(Text segment)
Oddly writer-director Uziel conscripted a bunch of typically comedic actors in a crime drama.  Rainn Wilson, Adam Pally, Rob Coddry, John Michael Higgins, and Ron Livingston are the most notible names in a solid cast of character actors muddling their way through a series of murders and betrayals after a bank robbery in a small Ohio town.

The film is told in four chapters, begining on a Friday and works its way back to Monday, the story starting out as fragments, but the puzzle eventually filling itself in the further back we go.  There are so many characters, so many common family names, it's initially a bit of a maze, but by Wednesday the connections and motives start to gel.  A bank robbery, a schlubby Joe on the run, two dull feds, a dead Judge, and the town sheriff, and a meth lab explosion all intertwine to form a rather engaging story, even if the mystery of it is rather obvious.
(End Text segment)
(Raw data)
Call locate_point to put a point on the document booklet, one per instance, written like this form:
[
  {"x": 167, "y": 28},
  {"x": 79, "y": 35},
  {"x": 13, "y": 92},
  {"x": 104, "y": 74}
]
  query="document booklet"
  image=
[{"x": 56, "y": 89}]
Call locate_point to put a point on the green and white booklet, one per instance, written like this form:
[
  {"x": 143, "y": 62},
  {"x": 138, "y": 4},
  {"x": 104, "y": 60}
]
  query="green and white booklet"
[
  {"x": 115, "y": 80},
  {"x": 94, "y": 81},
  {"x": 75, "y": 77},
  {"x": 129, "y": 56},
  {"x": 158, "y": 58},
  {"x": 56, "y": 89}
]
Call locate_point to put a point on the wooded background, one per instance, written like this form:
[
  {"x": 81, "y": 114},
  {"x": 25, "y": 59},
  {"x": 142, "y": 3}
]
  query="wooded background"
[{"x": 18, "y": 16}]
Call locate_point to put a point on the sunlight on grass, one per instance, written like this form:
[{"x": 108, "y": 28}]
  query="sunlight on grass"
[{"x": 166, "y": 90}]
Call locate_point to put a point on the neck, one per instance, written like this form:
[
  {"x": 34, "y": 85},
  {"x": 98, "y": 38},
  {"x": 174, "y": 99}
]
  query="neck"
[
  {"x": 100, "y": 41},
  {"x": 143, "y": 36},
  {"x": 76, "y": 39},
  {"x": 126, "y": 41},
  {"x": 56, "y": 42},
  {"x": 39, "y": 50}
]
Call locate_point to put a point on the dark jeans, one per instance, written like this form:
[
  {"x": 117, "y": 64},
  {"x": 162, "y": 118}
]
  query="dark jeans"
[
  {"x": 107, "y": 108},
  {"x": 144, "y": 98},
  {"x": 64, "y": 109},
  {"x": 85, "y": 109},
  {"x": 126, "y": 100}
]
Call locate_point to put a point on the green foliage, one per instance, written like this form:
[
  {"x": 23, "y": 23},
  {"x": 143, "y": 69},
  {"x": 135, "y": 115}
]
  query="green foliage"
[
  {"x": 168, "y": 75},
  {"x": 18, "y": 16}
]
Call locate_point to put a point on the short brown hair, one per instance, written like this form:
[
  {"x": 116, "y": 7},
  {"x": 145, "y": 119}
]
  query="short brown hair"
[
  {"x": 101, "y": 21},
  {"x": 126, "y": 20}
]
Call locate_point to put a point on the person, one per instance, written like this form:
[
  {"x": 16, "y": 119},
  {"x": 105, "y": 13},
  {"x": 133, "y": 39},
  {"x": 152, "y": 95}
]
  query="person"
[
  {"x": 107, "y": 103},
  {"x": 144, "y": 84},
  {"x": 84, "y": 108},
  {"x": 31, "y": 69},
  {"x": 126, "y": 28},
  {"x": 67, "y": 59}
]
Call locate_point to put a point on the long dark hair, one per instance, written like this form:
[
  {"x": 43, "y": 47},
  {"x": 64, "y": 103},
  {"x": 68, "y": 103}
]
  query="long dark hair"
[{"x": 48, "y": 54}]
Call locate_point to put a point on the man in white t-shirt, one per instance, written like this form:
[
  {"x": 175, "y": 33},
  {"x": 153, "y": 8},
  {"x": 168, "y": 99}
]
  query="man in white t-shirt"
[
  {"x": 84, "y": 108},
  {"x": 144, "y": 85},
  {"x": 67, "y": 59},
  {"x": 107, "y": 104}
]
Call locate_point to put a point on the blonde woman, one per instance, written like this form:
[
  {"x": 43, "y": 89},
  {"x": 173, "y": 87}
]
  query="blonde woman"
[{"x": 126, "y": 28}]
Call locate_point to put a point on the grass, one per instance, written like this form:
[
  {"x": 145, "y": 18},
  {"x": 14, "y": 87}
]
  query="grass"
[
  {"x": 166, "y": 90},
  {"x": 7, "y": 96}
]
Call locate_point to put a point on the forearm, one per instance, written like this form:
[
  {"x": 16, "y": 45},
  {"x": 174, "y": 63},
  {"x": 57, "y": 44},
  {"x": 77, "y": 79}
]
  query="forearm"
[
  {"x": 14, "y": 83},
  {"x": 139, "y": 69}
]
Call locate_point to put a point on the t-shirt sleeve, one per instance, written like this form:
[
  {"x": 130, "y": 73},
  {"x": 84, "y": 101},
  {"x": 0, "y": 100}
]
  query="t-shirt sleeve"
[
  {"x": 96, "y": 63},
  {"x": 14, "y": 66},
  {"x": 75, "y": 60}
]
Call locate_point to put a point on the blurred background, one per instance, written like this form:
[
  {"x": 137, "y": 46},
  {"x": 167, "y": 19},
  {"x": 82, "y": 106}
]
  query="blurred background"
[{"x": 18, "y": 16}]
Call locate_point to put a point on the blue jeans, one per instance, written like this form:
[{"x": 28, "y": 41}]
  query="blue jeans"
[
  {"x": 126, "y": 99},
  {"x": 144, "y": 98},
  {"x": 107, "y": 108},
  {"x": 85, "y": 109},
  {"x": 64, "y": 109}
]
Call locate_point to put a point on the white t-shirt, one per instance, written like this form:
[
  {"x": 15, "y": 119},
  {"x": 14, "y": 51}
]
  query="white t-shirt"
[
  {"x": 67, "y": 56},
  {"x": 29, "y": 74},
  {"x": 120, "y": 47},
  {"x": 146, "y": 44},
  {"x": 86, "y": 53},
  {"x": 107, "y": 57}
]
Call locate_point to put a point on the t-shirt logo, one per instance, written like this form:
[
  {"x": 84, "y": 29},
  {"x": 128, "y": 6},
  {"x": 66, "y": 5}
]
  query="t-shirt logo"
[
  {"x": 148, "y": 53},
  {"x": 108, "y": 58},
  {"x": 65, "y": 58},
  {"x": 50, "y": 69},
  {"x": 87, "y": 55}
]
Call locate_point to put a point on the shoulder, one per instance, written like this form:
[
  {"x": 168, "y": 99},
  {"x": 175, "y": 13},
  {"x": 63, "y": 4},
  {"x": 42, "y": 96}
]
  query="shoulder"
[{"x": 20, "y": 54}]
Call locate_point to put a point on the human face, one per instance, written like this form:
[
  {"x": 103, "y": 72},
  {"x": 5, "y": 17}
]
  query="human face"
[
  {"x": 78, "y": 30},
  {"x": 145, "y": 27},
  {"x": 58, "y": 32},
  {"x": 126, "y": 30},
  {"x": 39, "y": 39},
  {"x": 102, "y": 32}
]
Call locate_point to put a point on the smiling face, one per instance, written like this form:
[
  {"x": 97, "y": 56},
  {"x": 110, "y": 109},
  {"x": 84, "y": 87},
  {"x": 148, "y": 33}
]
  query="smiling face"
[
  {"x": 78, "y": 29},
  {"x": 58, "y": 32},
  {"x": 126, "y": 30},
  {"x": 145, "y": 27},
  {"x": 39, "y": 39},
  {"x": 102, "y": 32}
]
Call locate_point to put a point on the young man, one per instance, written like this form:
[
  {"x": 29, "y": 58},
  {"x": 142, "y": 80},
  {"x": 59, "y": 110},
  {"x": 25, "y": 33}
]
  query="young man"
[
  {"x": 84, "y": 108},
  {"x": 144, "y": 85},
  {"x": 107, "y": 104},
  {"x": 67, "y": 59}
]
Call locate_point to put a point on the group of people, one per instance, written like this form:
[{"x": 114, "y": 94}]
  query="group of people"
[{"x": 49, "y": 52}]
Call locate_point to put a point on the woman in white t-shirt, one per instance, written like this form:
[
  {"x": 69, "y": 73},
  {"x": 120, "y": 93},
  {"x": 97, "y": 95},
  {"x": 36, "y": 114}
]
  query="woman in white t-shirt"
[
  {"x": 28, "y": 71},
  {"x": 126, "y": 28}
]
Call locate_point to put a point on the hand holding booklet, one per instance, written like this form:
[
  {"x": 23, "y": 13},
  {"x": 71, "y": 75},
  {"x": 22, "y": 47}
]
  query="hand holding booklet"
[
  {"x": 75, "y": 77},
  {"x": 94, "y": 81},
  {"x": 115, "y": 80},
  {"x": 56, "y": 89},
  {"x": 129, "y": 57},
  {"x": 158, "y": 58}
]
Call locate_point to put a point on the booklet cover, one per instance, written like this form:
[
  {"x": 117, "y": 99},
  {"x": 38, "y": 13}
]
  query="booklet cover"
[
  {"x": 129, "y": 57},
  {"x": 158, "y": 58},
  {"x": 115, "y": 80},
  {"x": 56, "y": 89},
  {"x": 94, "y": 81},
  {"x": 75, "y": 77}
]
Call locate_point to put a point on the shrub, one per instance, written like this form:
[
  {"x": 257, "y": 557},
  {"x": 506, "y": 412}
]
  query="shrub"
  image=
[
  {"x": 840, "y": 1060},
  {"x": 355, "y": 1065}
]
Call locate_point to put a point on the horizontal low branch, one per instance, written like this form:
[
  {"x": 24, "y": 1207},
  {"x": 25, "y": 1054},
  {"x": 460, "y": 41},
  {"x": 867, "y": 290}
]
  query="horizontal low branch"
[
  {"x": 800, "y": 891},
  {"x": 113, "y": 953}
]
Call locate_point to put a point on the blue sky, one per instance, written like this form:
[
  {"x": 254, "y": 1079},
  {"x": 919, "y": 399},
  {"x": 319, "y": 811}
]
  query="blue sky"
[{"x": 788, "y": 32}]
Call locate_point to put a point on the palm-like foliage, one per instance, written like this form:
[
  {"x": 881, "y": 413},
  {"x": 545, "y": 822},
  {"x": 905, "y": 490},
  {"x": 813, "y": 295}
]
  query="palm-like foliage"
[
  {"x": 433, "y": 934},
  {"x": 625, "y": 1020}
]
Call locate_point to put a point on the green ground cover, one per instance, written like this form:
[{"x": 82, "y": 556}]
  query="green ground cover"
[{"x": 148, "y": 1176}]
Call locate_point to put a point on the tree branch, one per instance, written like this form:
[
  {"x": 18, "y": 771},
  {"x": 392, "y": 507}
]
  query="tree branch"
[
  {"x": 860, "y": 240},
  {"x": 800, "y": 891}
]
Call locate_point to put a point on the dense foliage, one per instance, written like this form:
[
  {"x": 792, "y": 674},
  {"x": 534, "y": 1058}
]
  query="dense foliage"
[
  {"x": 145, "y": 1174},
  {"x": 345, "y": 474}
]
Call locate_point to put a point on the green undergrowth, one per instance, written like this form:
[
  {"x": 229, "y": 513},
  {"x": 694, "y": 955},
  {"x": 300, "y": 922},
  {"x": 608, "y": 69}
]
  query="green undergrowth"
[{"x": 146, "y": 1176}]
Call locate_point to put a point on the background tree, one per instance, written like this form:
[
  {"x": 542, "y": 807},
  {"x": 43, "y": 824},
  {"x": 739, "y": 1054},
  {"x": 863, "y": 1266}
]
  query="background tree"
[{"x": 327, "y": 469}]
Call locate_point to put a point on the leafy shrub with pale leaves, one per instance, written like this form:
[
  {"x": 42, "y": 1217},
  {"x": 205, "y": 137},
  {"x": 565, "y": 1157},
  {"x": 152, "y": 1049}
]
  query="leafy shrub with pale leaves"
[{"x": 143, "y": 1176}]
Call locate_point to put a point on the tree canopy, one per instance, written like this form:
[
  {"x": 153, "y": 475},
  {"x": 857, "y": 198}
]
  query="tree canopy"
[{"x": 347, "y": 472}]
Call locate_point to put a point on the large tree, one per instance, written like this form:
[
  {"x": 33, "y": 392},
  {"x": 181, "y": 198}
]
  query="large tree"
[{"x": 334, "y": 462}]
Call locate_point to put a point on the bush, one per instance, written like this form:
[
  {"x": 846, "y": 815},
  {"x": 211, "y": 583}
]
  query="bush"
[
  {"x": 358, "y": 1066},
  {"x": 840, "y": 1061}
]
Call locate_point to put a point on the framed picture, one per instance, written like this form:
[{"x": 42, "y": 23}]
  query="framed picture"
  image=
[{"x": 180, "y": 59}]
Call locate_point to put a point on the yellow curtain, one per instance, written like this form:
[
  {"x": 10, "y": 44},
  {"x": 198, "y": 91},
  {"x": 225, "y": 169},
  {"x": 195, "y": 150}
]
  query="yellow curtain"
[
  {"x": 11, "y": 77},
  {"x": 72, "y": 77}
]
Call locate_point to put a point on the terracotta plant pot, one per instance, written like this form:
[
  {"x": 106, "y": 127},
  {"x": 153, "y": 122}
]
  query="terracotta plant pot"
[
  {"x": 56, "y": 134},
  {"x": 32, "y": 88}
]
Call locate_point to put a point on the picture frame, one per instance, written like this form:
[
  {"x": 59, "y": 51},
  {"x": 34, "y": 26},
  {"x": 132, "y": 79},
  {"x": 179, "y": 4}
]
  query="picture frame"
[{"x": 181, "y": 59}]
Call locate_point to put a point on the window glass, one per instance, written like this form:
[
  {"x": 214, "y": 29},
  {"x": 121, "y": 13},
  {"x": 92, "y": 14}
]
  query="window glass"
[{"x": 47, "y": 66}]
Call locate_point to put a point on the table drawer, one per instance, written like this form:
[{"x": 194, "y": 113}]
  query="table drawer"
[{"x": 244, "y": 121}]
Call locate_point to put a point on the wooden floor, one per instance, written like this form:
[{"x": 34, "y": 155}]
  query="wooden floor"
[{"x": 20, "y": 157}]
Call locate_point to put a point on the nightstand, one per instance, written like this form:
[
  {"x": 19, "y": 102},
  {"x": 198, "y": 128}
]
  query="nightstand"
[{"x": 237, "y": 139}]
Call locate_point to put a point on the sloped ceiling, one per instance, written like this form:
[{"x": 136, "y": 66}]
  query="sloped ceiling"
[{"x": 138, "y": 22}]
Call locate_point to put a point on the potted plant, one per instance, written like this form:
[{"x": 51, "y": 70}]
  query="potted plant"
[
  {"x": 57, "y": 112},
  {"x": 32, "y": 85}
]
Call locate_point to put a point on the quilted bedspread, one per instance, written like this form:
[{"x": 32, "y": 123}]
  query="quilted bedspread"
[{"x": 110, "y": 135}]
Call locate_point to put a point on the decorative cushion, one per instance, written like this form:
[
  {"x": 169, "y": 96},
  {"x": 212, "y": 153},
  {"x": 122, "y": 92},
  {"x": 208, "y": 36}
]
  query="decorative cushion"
(End Raw data)
- _Work to complete_
Please answer from the film review: in what kind of place does the bank robbery happen?

- _Answer_
A small Ohio town.